**WRITTEN INSTRUCTION**
Count how many of the lines below contain the string "blue", where case counts, and give only that number.

**PROVIDED MATERIAL**
_ _ _ _

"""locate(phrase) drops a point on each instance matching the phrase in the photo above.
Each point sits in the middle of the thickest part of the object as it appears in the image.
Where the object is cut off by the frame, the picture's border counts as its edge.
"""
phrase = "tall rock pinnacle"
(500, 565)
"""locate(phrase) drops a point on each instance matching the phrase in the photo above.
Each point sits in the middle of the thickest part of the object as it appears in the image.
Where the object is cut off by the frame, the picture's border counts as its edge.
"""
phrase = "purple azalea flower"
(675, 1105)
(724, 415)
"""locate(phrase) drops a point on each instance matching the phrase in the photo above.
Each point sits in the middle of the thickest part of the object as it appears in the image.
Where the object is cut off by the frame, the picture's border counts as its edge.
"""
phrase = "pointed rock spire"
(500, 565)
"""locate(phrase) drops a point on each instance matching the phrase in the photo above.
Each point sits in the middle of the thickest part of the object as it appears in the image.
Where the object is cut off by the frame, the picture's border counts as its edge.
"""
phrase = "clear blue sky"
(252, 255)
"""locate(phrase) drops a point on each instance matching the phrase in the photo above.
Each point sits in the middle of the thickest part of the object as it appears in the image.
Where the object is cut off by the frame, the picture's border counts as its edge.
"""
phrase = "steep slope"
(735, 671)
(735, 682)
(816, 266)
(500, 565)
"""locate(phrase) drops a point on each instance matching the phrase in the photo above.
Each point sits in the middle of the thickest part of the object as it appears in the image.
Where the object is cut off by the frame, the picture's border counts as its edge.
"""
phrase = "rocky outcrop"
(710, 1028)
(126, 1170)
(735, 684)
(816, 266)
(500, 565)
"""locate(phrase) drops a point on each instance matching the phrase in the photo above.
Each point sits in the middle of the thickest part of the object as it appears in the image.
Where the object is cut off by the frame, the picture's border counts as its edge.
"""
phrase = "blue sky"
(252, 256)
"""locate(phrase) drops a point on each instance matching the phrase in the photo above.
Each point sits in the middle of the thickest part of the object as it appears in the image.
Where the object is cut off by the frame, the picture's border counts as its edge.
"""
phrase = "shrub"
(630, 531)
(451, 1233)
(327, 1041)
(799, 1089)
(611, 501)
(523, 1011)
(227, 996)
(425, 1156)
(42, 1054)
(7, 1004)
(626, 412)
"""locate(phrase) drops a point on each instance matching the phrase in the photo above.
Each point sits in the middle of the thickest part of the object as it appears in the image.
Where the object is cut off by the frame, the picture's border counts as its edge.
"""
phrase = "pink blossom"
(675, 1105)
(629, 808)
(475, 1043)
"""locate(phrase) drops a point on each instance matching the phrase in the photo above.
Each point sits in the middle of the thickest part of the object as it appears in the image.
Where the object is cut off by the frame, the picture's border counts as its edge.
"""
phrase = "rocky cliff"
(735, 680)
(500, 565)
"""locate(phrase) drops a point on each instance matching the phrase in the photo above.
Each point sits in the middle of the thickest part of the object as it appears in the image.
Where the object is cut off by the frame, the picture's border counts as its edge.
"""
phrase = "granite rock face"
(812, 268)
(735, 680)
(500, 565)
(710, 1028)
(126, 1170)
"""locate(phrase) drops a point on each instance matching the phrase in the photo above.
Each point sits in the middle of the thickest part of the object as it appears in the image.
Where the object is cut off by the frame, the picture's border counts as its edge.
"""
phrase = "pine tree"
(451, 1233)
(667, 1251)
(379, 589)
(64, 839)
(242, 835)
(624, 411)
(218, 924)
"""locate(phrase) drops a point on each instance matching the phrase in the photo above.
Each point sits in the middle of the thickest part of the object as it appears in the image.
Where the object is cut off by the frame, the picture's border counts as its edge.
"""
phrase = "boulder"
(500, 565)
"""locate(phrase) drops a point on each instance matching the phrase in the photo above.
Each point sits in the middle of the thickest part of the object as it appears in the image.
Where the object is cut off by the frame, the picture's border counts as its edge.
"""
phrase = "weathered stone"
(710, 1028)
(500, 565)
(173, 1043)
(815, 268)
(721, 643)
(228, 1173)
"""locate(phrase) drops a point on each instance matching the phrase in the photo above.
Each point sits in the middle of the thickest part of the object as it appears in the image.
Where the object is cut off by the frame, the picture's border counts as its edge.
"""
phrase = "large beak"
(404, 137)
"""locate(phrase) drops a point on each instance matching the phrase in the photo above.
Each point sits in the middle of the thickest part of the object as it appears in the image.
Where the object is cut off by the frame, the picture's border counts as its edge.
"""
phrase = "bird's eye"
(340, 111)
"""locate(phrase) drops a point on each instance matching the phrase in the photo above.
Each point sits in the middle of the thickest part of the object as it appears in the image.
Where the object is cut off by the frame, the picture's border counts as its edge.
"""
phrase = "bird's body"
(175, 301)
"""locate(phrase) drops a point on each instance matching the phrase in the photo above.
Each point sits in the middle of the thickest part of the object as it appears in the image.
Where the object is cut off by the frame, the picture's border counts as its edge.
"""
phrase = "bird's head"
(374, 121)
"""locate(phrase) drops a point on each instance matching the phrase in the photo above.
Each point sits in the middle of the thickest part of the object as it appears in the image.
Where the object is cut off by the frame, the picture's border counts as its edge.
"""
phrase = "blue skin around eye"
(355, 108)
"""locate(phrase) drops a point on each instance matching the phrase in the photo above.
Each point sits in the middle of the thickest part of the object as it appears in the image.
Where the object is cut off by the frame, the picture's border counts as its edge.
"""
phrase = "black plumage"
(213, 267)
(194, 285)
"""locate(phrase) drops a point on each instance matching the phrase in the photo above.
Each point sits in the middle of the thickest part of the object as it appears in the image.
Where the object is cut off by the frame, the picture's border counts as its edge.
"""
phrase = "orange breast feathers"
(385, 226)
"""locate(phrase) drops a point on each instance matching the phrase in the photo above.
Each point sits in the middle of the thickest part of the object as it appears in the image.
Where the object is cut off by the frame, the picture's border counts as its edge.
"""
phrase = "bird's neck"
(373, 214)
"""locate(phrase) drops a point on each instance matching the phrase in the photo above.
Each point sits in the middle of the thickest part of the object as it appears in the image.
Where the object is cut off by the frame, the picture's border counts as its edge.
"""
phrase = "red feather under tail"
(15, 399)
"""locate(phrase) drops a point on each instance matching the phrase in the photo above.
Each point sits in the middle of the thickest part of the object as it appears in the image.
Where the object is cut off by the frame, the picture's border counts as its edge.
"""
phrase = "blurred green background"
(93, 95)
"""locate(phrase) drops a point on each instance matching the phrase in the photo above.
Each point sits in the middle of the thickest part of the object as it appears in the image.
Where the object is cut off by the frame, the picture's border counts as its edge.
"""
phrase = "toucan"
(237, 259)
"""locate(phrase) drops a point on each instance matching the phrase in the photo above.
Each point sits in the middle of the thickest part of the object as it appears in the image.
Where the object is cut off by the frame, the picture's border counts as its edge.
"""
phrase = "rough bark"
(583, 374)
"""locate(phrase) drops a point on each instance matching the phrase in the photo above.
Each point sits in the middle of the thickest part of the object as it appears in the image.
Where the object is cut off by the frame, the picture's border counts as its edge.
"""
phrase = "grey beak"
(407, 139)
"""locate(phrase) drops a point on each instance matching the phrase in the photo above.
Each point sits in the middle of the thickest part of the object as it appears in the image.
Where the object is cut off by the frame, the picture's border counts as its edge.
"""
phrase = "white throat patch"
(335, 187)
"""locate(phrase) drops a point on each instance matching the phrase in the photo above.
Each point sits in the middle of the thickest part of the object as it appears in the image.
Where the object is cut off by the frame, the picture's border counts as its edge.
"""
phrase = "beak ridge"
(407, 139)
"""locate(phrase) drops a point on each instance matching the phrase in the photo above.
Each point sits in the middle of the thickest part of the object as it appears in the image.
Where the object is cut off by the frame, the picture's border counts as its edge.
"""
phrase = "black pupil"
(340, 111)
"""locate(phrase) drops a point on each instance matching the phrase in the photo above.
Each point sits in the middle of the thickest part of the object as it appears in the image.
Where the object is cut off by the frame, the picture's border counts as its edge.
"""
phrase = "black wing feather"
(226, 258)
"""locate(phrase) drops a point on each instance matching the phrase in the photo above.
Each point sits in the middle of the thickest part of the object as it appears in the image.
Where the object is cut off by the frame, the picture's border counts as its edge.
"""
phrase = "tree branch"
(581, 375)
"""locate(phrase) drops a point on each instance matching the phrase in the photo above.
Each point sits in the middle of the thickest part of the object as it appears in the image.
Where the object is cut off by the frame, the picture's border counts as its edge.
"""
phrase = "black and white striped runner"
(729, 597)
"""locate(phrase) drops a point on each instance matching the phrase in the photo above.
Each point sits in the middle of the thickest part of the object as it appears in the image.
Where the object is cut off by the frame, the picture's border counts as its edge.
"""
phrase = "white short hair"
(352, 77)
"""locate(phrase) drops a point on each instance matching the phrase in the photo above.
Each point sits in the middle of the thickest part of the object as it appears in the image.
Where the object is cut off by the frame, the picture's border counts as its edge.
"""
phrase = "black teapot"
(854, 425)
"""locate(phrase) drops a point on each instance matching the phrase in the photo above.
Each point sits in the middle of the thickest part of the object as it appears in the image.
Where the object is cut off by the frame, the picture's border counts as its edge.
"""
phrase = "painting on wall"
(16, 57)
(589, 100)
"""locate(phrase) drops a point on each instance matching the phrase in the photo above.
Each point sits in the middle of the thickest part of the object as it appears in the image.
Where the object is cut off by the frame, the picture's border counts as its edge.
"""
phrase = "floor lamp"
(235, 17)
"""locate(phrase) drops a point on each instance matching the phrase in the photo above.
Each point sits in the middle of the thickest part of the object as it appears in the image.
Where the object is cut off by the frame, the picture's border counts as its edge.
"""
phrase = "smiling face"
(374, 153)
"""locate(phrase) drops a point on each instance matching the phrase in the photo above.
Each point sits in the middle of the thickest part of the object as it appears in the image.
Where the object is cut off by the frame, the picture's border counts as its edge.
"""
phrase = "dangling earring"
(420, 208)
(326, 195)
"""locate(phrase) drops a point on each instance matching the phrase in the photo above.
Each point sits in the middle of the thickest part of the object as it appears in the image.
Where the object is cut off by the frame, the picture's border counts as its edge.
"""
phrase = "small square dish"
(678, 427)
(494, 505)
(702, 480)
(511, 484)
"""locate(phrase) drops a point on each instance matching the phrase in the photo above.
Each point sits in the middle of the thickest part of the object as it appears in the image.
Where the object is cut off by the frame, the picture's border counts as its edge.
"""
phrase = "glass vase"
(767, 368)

_ _ _ _

**EXERCISE RESULT**
3